** START OF Selected passage **
Statalist The Stata Listserver

[Date Prev][Date Next][Thread Prev][Thread Next][Date index][Thread index]

Re: st: Re: Trying to do some multiple imputation

From   "Mosi A. Ifatunji" <>
To   "Statalist@HARVARD.EDU" <>
Subject   Re: st: Re: Trying to do some multiple imputation
Date   Tue, 24 Jan 2006 13:29:53 -0600


I'm not exactly sure if this accomplishes what I am interested in
accomplishing. I am sure that you're telling me the right answer, but I may
not be asking the right question, LOL (i.e., I may not be communicating the
question correctly). Let me give it another go:

So, to start at square one; I have a dataset named das1995r. In that dataset
there is an income variable, 'income.' There are a lot of values missing for
'income.' I am assuming that these values are missing at random (MAR) and
can be predicted by the respondents race ('black'), sex ('male'), age
('age2') and level of education ('educate').

I would like to end up with a variable in my original dataset (das1995r)
** END OF Selected passage **
# What you need to do:
(a) In the Statalist post about multiple imputation, what is the name of the dataset that holds the income variable?
(b) Write out the part of the Statalist post starting with "I'm not exactly" and going on through "of education ('educate').".
(c) Continue the Statalist post on multiple imputation from its last line.
The source data is not needed for any of this work.
** START OF Excerpted data **
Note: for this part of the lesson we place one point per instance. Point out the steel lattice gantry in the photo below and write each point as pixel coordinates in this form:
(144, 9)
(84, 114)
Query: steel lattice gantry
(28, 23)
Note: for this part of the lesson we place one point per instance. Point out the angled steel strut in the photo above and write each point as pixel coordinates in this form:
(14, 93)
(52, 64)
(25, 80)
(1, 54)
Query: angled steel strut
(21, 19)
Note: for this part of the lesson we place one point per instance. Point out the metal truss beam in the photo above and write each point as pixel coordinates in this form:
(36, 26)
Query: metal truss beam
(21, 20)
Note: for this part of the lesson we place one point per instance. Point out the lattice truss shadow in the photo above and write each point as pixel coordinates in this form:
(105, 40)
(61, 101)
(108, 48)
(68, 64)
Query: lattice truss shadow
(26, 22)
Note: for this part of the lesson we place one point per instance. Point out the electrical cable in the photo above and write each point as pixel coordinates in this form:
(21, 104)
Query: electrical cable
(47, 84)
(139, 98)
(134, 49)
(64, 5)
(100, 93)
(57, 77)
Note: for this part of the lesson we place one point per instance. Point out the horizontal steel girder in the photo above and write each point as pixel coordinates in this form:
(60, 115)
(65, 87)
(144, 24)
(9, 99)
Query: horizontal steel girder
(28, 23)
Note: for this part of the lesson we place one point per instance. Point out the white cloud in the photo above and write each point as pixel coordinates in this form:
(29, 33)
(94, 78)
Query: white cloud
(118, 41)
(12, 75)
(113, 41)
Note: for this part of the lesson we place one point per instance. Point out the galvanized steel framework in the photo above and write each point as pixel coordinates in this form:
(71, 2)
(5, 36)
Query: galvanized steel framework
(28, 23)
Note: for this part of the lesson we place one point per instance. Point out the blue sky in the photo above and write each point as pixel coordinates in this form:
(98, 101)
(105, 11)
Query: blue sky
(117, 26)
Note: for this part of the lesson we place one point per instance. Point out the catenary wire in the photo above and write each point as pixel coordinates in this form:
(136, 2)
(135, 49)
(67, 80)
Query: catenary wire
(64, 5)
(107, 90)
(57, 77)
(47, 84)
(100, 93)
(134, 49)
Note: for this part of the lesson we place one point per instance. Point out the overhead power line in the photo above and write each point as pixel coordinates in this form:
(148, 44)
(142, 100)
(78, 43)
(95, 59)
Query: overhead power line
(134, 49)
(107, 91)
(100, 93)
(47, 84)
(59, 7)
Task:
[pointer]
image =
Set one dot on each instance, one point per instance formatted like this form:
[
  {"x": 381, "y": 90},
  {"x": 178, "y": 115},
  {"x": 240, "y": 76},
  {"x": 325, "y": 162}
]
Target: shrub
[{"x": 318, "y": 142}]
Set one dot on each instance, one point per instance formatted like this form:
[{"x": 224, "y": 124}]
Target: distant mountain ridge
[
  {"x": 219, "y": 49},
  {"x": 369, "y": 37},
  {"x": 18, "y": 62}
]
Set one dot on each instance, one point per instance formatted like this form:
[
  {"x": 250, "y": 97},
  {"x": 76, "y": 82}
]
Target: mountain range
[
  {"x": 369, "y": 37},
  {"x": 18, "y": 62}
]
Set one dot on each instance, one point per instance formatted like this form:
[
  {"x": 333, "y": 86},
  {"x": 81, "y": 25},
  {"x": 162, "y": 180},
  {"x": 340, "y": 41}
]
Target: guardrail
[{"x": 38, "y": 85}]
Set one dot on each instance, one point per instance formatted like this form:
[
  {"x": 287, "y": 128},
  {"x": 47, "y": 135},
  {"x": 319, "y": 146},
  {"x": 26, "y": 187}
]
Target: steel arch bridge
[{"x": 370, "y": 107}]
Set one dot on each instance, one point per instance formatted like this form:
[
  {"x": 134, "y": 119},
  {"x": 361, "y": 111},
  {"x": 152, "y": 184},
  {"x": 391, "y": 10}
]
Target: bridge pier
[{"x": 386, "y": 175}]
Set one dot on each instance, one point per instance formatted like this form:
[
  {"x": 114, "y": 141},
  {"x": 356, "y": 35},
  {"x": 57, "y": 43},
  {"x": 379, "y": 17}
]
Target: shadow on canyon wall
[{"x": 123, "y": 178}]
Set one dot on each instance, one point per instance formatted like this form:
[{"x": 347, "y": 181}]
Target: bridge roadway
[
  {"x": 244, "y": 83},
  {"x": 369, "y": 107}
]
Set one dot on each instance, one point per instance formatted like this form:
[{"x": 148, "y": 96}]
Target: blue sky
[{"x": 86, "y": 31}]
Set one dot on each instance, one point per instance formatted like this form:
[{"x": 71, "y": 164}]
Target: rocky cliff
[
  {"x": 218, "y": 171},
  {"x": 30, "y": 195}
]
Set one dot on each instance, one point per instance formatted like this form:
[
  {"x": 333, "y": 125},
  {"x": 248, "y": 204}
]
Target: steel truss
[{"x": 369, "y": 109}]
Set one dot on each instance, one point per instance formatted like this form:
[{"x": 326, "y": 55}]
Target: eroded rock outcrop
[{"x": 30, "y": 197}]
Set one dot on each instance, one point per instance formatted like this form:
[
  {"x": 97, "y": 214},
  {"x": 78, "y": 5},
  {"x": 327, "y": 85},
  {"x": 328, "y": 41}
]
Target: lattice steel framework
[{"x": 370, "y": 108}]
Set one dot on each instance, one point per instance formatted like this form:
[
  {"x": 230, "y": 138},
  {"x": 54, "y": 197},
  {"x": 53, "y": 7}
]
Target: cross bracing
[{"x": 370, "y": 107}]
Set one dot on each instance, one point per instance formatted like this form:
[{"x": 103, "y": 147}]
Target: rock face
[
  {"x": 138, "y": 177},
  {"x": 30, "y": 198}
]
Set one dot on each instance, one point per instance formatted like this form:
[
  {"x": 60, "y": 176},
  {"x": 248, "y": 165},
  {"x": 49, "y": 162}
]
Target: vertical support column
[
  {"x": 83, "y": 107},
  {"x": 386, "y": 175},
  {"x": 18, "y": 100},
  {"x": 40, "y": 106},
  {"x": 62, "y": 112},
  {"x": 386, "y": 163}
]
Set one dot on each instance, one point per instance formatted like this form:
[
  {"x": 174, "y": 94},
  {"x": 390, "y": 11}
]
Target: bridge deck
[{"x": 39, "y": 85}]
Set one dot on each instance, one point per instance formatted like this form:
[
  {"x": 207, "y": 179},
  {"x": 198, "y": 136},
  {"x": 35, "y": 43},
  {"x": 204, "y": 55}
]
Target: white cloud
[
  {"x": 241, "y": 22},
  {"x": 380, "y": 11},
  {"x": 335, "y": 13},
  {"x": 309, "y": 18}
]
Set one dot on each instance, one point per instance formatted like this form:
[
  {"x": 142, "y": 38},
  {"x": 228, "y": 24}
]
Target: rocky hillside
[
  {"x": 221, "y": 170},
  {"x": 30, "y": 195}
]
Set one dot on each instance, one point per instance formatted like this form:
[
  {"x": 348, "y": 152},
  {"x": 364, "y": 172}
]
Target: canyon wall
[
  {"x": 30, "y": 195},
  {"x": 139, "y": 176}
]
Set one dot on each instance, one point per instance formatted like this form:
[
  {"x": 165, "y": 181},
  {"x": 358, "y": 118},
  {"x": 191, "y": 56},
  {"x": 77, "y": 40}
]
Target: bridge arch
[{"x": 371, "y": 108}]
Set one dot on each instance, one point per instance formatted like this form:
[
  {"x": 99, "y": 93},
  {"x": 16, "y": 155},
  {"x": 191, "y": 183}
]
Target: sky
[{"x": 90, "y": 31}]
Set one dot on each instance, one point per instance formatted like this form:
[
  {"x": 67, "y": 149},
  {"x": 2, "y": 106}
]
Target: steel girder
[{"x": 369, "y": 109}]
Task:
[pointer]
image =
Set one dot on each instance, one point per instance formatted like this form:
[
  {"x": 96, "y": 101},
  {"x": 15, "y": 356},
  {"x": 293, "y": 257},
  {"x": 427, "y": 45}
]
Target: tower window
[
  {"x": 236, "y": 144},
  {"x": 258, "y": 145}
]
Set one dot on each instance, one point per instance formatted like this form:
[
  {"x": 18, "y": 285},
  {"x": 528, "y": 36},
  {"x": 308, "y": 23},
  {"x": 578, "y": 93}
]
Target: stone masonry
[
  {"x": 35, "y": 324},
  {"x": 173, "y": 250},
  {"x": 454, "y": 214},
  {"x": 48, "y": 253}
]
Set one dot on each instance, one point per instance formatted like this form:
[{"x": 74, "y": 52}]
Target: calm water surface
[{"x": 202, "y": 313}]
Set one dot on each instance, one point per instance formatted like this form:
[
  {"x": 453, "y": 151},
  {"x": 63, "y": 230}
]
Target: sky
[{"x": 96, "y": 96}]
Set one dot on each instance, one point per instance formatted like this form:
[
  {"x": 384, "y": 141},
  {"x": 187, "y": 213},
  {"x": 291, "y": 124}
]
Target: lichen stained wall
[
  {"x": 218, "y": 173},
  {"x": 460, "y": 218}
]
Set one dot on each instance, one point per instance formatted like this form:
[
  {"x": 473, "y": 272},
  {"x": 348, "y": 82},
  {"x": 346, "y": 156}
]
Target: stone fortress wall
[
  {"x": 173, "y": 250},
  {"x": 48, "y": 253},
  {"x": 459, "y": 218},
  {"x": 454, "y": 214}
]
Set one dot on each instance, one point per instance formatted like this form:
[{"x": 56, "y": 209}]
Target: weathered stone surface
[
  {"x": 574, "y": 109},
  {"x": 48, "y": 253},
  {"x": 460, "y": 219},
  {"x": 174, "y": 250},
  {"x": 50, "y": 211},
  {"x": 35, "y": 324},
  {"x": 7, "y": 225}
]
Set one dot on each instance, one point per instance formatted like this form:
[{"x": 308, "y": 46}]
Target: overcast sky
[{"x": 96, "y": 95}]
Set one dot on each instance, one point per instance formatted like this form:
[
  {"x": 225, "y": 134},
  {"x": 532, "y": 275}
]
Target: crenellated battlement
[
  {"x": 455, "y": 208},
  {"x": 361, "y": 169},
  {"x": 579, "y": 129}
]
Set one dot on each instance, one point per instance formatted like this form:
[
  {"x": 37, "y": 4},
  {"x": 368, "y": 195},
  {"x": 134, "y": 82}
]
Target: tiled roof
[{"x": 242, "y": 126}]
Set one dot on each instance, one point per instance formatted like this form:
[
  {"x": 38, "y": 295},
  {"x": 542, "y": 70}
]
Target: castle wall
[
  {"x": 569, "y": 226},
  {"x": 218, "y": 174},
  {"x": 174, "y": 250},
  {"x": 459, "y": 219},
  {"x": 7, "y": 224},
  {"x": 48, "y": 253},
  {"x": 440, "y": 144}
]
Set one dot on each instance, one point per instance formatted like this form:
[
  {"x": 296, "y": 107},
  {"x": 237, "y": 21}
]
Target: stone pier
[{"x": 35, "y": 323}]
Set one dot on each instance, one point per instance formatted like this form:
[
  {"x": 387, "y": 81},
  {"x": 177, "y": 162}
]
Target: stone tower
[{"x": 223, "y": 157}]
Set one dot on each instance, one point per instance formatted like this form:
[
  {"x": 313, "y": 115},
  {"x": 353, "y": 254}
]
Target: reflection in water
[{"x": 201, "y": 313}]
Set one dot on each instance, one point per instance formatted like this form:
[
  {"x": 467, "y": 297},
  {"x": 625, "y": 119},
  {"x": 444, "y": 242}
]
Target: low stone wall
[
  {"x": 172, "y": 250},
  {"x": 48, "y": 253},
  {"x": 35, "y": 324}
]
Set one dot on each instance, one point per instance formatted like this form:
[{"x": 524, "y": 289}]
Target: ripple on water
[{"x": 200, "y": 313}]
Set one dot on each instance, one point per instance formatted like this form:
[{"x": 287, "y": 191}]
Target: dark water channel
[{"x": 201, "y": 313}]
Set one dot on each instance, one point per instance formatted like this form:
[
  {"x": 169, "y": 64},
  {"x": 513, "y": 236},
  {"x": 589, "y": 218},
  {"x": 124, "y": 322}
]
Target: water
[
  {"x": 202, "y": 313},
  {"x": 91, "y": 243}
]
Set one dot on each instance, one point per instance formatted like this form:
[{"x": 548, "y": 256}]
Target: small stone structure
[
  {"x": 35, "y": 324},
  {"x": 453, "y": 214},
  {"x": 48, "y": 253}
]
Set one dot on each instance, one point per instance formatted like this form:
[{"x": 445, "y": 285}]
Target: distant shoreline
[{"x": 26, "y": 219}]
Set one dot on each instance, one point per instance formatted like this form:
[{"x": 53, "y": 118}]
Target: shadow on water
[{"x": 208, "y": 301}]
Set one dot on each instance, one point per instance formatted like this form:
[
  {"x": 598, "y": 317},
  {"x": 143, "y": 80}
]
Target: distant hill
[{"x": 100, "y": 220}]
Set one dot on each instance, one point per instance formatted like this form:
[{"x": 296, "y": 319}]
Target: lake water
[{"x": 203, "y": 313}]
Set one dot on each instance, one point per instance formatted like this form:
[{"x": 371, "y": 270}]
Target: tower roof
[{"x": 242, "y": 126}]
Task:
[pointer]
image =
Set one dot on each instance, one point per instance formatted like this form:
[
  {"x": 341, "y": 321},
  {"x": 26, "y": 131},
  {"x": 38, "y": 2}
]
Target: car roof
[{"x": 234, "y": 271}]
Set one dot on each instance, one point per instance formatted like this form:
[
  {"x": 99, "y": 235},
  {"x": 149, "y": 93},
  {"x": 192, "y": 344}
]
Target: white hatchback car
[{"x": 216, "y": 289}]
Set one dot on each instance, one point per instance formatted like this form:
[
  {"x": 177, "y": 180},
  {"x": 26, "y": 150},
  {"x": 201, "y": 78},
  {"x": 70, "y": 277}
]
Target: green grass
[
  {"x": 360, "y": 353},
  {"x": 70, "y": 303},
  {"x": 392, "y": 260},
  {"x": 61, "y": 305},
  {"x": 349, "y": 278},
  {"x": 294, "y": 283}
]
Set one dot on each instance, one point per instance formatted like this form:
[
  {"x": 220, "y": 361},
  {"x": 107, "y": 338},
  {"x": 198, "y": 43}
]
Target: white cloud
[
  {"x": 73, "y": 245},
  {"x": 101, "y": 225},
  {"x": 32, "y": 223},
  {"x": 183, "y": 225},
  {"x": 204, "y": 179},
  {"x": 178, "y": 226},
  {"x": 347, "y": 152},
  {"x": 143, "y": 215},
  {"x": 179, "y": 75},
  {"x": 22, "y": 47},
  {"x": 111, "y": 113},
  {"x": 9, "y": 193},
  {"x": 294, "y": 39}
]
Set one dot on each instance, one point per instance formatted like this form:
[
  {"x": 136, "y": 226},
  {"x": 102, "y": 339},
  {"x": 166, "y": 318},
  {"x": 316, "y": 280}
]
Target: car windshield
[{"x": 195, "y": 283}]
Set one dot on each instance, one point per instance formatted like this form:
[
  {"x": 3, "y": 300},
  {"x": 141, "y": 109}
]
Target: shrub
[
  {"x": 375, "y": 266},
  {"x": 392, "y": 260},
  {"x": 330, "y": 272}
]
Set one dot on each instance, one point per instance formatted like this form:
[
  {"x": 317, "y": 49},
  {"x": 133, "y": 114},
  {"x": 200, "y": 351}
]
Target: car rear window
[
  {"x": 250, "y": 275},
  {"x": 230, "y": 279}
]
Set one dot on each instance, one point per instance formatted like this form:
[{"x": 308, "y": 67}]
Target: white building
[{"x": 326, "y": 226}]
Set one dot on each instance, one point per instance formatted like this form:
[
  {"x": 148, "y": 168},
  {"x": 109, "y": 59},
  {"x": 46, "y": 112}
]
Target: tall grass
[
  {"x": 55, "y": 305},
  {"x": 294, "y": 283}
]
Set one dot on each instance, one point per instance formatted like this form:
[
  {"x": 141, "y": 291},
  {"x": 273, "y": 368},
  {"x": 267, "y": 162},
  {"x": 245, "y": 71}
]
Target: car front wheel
** END OF Excerpted data **
# Responses for each task:
(a) das1995r

(b)
I'm not exactly sure if this accomplishes what I am interested in
accomplishing. I am sure that you're telling me the right answer, but I may
not be asking the right question, LOL (i.e., I may not be communicating the
question correctly). Let me give it another go:

So, to start at square one; I have a dataset named das1995r. In that dataset
there is an income variable, 'income.' There are a lot of values missing for
'income.' I am assuming that these values are missing at random (MAR) and
can be predicted by the respondents race ('black'), sex ('male'), age
('age2') and level of education ('educate').

(c)
with a new variable for income. That is, the old variable will still be
there ('income') but there would also be a new variable at the end of the
dataset (das1995r) that represents old values for 'income' with new values
for 'income' where there were once missing values. I would like this
variable to be called, 'imp_income.'

In order to accomplish this, I have been given the following syntax:



cd "/Users/Ifatunji/Documents/IFATUNJI
Docs/University/Academic/Graduate/Data/DAS 1995/"

use das1995r

forv i = 1(1)5 {
uvis regress income black male age2 educate, gen(income`i') seed(123695`i')
replace income = income`i'
save das`i', replace

/* forv i = 1(1)5 {
use das`i', clear
tab income, miss
} */

miset using das

mifit, indiv: regress income black male age2 educate


The problem is that when this syntax is finished running, I find myself in a
new dataset (i.e., not das1995r, but some other dataset) that seems to
represent several datasets in one. In this new dataset, the 'income'
variable has almost no missing values (which is fine).

My problem is that I cannot get a representation of this new 'income'
variable with no missing values from this new dataset, back to the original
dataset, das1995r. Ultimately, when this new 'income' variable gets back to
the original dataset, I would like it to have one observation per case and
be called 'imp_income.'

Any thoughts you might have would be very welcome,


On 1/24/06 12:17 PM, "Nick Cox" <> wrote:

> I forward below some comments from Patrick Royston
> who wrote what is now -mice- (but is not a member
> of Statalist). They may be redundant given
> other postings. I am not familiar with the details
> of -mice- and cannot advise myself.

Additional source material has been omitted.